### MATERIALS PROVIDED

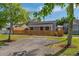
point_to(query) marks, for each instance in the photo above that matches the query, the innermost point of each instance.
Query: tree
(14, 14)
(48, 9)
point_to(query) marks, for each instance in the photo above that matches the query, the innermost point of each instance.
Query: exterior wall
(37, 27)
(75, 29)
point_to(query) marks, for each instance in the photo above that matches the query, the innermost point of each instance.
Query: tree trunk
(70, 26)
(10, 32)
(69, 38)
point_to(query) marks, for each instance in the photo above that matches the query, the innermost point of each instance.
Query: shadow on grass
(59, 52)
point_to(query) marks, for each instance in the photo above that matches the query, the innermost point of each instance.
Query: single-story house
(75, 27)
(44, 25)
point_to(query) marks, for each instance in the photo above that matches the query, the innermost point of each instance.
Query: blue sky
(58, 12)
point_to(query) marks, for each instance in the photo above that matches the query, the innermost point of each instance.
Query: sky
(57, 13)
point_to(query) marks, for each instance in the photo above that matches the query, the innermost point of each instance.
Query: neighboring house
(75, 27)
(43, 25)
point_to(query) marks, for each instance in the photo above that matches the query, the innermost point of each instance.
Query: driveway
(36, 46)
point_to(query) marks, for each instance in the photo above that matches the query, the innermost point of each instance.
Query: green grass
(72, 51)
(69, 51)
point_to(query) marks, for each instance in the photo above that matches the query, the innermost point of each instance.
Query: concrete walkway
(37, 46)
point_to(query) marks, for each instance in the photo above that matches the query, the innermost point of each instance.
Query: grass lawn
(69, 51)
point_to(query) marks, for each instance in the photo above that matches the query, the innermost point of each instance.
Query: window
(46, 28)
(31, 28)
(41, 28)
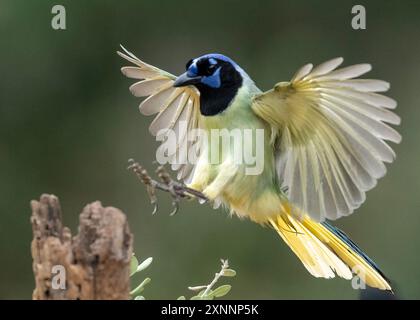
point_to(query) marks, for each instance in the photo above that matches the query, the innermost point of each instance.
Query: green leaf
(140, 287)
(133, 265)
(196, 288)
(229, 273)
(145, 264)
(221, 291)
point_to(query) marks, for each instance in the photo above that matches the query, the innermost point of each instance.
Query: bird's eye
(188, 64)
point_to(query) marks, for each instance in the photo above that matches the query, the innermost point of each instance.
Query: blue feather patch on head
(220, 57)
(214, 80)
(193, 70)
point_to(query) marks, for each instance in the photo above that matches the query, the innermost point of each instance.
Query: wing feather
(331, 132)
(177, 109)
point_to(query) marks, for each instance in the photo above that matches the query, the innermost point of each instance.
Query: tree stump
(93, 265)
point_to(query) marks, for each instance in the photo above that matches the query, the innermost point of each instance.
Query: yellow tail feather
(326, 251)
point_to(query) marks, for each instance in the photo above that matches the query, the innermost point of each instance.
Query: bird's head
(217, 77)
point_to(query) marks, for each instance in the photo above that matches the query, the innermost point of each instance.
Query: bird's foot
(176, 189)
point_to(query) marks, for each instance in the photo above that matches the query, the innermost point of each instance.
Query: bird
(326, 135)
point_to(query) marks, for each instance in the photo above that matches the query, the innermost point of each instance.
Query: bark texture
(96, 261)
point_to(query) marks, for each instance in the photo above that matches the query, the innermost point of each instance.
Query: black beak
(185, 80)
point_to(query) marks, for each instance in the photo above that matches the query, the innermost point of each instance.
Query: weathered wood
(96, 261)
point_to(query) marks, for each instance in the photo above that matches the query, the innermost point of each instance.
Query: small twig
(176, 189)
(225, 265)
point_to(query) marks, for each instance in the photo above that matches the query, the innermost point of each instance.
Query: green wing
(176, 108)
(329, 134)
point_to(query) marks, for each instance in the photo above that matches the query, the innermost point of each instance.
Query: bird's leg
(176, 189)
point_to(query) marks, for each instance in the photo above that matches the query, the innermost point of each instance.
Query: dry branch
(96, 261)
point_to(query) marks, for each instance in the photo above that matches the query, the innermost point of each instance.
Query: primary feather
(331, 131)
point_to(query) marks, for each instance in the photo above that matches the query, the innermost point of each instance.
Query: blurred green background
(68, 125)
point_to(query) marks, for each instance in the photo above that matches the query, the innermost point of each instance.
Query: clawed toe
(176, 189)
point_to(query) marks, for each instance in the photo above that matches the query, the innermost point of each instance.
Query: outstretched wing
(177, 109)
(329, 133)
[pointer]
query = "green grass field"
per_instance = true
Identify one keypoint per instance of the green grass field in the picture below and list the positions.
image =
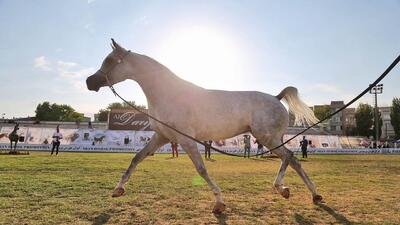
(75, 188)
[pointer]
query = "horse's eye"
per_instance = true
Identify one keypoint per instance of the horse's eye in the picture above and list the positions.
(108, 61)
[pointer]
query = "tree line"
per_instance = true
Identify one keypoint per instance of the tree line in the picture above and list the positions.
(60, 112)
(364, 116)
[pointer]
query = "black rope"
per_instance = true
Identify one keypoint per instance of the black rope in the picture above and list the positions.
(386, 72)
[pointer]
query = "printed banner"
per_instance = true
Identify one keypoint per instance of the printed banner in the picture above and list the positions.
(126, 119)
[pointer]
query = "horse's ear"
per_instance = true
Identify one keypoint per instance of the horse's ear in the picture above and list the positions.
(116, 45)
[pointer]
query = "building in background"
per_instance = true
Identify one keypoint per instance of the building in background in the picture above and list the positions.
(387, 128)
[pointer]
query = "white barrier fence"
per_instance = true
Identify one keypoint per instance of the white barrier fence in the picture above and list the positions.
(167, 149)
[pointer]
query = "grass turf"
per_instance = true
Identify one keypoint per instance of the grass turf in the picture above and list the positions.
(75, 188)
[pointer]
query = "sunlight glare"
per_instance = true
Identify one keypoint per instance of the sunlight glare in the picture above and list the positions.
(204, 57)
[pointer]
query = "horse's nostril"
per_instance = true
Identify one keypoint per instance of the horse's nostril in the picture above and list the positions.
(95, 82)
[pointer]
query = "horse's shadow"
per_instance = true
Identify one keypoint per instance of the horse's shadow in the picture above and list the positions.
(222, 218)
(101, 219)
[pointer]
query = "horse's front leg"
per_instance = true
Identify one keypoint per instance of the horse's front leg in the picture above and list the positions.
(155, 142)
(191, 149)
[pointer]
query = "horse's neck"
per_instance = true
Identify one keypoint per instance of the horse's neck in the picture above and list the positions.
(159, 83)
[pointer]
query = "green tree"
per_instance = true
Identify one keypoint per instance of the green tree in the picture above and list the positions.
(103, 113)
(395, 116)
(380, 123)
(364, 119)
(322, 111)
(54, 112)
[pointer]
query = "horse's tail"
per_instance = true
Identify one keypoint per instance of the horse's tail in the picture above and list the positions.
(302, 113)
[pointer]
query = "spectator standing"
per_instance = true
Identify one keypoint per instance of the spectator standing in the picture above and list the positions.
(260, 147)
(174, 148)
(57, 136)
(207, 149)
(304, 145)
(246, 140)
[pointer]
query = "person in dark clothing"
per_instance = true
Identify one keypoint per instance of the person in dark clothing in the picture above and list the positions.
(304, 145)
(246, 140)
(174, 148)
(57, 136)
(259, 147)
(207, 149)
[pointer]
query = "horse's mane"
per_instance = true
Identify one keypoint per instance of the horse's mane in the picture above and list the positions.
(166, 74)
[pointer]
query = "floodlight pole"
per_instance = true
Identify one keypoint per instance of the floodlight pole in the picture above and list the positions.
(378, 89)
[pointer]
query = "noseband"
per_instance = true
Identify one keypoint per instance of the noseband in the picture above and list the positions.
(119, 61)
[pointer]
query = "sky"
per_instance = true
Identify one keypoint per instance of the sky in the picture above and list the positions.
(329, 50)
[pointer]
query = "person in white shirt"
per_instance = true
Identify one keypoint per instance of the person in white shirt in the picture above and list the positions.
(57, 136)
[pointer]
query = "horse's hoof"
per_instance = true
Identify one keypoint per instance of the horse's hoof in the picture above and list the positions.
(219, 208)
(317, 199)
(118, 192)
(285, 192)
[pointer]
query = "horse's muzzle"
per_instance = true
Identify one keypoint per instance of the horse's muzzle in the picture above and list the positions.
(95, 82)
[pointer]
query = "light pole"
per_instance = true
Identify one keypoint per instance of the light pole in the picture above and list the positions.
(378, 89)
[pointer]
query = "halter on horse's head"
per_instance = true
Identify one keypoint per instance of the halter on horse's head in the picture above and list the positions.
(111, 67)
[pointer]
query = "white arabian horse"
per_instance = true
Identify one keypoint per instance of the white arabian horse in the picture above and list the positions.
(204, 114)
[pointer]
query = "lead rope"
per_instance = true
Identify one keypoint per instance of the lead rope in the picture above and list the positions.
(386, 72)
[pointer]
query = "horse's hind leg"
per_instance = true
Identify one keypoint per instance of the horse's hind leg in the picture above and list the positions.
(287, 158)
(191, 149)
(155, 142)
(295, 164)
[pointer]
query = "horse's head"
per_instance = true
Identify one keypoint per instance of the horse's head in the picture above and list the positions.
(113, 70)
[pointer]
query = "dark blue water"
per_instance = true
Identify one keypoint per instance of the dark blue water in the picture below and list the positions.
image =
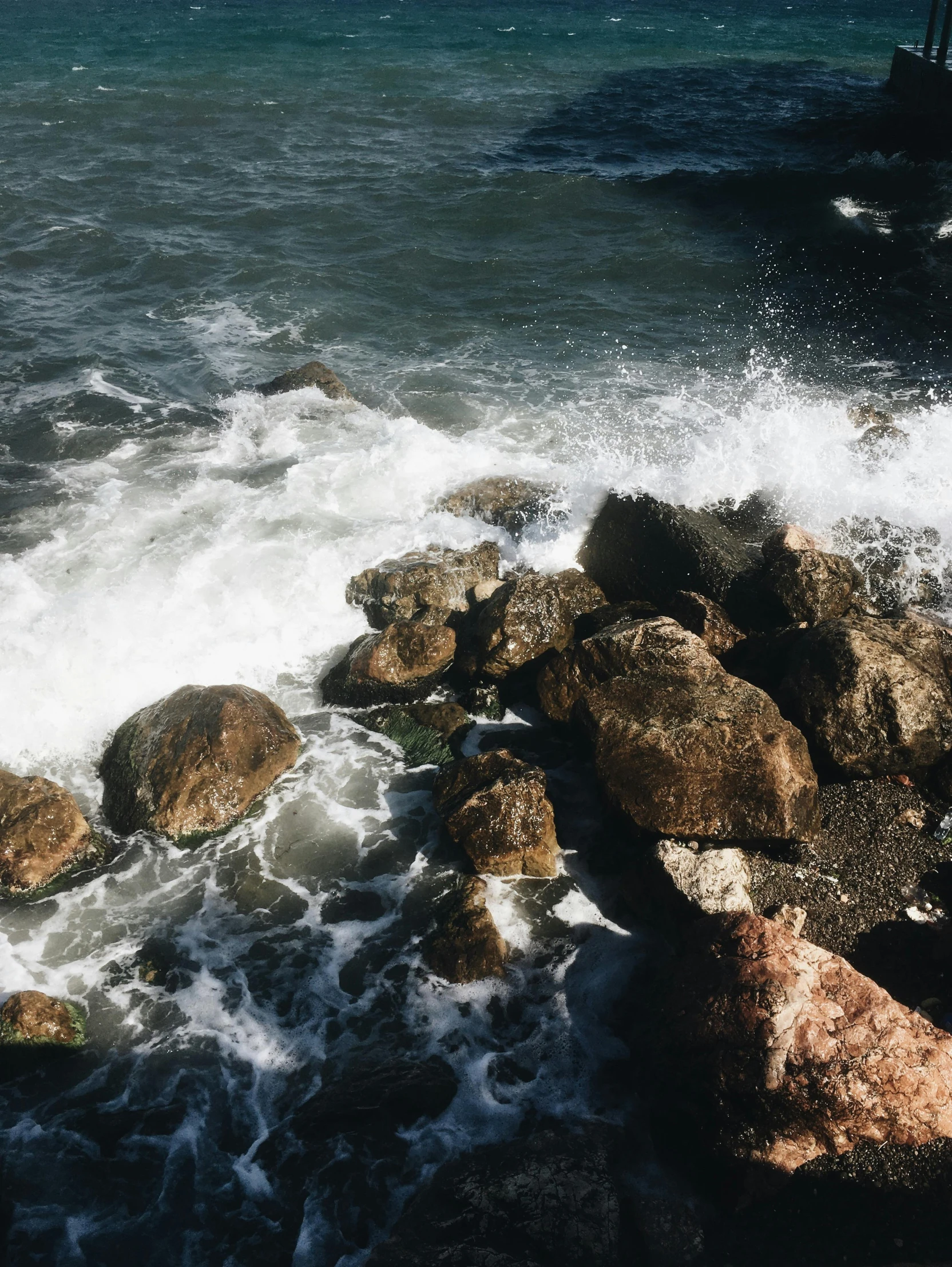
(628, 244)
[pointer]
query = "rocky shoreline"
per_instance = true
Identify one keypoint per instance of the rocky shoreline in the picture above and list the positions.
(771, 735)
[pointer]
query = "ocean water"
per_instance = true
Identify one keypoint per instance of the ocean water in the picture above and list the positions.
(623, 244)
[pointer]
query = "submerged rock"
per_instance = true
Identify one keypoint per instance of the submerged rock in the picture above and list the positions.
(705, 619)
(398, 666)
(195, 762)
(314, 374)
(431, 585)
(546, 1201)
(42, 833)
(872, 696)
(779, 1052)
(641, 548)
(34, 1019)
(466, 944)
(495, 806)
(526, 617)
(685, 749)
(504, 501)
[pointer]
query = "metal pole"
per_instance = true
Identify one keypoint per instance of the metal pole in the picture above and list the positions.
(943, 38)
(931, 28)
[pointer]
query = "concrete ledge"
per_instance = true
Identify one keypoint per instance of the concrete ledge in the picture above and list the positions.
(919, 83)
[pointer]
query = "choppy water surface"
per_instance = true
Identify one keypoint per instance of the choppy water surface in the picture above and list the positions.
(637, 245)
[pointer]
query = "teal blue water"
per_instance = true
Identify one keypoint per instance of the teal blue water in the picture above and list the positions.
(620, 244)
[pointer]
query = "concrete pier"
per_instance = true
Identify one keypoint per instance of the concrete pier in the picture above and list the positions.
(922, 83)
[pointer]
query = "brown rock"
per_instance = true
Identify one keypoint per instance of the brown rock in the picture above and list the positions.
(782, 1052)
(400, 664)
(813, 585)
(466, 944)
(42, 833)
(431, 585)
(685, 749)
(705, 619)
(631, 647)
(495, 806)
(522, 620)
(872, 696)
(32, 1016)
(314, 374)
(506, 501)
(195, 762)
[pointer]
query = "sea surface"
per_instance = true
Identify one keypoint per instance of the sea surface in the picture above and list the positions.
(627, 244)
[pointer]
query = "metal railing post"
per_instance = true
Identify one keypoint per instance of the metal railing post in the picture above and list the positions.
(942, 51)
(931, 28)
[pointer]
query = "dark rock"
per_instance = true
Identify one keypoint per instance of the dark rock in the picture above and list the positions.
(352, 904)
(378, 1099)
(34, 1019)
(507, 502)
(398, 666)
(195, 762)
(495, 806)
(632, 647)
(546, 1201)
(525, 619)
(705, 619)
(466, 944)
(685, 749)
(872, 696)
(42, 833)
(431, 585)
(641, 548)
(314, 374)
(779, 1052)
(813, 585)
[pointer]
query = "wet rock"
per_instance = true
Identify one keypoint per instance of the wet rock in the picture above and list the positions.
(34, 1019)
(495, 806)
(812, 585)
(506, 501)
(782, 1052)
(631, 647)
(705, 619)
(466, 944)
(431, 585)
(641, 548)
(872, 696)
(195, 762)
(314, 374)
(42, 833)
(546, 1201)
(685, 749)
(526, 617)
(398, 666)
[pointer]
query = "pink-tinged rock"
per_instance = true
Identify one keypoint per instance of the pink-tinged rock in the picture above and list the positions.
(780, 1052)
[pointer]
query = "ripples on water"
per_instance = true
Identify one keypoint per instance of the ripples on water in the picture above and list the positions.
(663, 252)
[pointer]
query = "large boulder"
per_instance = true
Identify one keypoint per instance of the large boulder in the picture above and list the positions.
(778, 1052)
(495, 806)
(685, 749)
(42, 833)
(466, 944)
(34, 1019)
(546, 1201)
(195, 762)
(506, 501)
(431, 585)
(528, 616)
(872, 696)
(628, 647)
(641, 548)
(400, 664)
(314, 374)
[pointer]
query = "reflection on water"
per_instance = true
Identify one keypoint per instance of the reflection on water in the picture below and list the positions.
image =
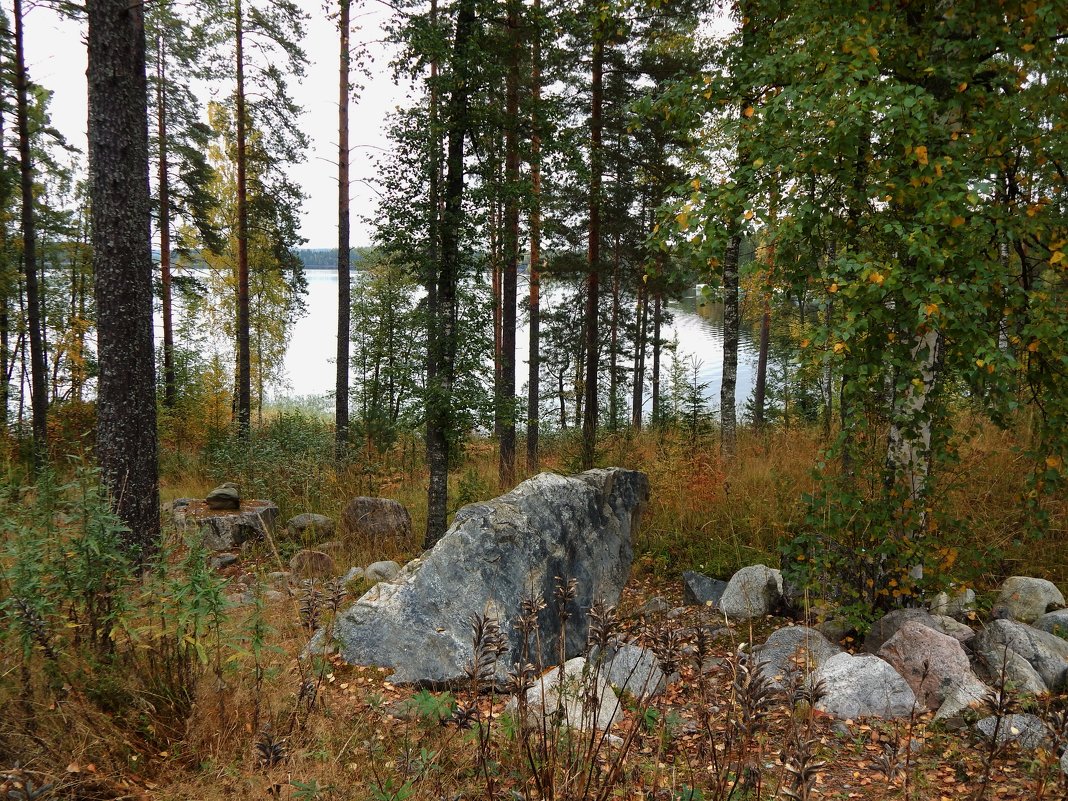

######

- _WHAT YOU ARE ASKED TO DO_: Determine the number of lines in the entries that contain "field", then write that number alone.

- _EXPECTED ANSWER_: 2